─── Material provided ───

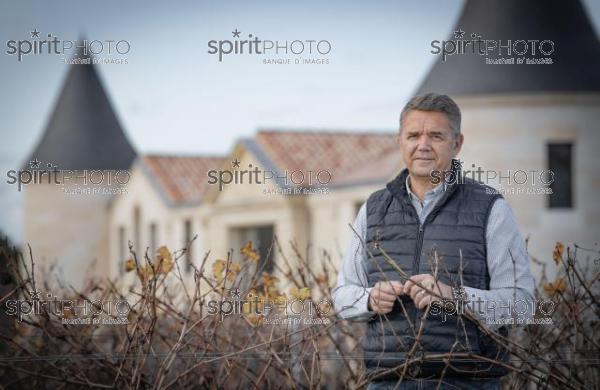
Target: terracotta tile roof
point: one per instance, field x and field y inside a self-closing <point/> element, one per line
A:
<point x="338" y="152"/>
<point x="378" y="171"/>
<point x="182" y="179"/>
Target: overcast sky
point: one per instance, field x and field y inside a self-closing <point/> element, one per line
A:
<point x="172" y="96"/>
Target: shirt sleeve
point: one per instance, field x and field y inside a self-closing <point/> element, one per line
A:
<point x="351" y="293"/>
<point x="511" y="281"/>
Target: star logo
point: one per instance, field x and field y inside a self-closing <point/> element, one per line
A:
<point x="458" y="34"/>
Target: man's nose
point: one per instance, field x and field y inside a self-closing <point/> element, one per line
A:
<point x="424" y="143"/>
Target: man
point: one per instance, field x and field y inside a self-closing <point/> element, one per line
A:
<point x="420" y="243"/>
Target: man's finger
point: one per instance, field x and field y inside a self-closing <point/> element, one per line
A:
<point x="394" y="288"/>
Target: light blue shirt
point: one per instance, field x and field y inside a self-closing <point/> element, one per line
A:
<point x="510" y="281"/>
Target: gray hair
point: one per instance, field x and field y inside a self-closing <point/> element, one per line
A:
<point x="437" y="103"/>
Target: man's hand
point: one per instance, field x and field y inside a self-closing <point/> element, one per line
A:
<point x="383" y="295"/>
<point x="420" y="296"/>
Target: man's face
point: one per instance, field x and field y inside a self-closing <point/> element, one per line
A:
<point x="427" y="143"/>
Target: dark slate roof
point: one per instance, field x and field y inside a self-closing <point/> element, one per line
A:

───

--- Problem statement ---
Rewrite every line of the rows above, including the requests, and multiply each x and y coordinate in the answers by 1.85, rounding to the nearest whole number with halves rounded up. Leave out the pictures.

--- Answer in full ---
Target: terracotta tile roof
point: one per instance, field x and field y inside a self-closing <point/> element, one per line
A:
<point x="625" y="281"/>
<point x="699" y="316"/>
<point x="337" y="331"/>
Target: overcast sky
point: one per instance, field x and field y inside a self-closing <point/> element, one per line
A:
<point x="318" y="178"/>
Target: shirt sleeve
point: one per instance, field x and field y inside a self-closing <point/> element, one per line
A:
<point x="649" y="542"/>
<point x="945" y="520"/>
Target: star logo
point: one per instance, field x and field y inside a self-closing <point/> element, one per line
A:
<point x="847" y="63"/>
Target: man's nose
point: one per instance, field x and field y inside a self-closing <point/> element, one per line
A:
<point x="784" y="265"/>
Target: man
point: one per instance, field x and field y inside a self-closing <point/> element, one per line
A:
<point x="777" y="450"/>
Target: man's finger
point: one per instance, field x and field y inside a self-closing <point/> element, one per line
A:
<point x="729" y="533"/>
Target: light blue shirt
point: one per instance, field x and field y inside a self-closing <point/> element, one per line
A:
<point x="944" y="520"/>
Target: gray hair
point: one per instance, field x and field y inside a self-closing <point/> element, one per line
A:
<point x="808" y="191"/>
Target: man's hand
point: one per instance, field x and field y inside a self-closing <point/> element, one per line
A:
<point x="709" y="546"/>
<point x="777" y="548"/>
Target: man's face
point: one per instance, field x and field y inside a self-closing <point/> element, one per line
A:
<point x="790" y="265"/>
Target: dark slate roof
point: one per instance, field x and field y inside a self-closing <point/> element, one per line
A:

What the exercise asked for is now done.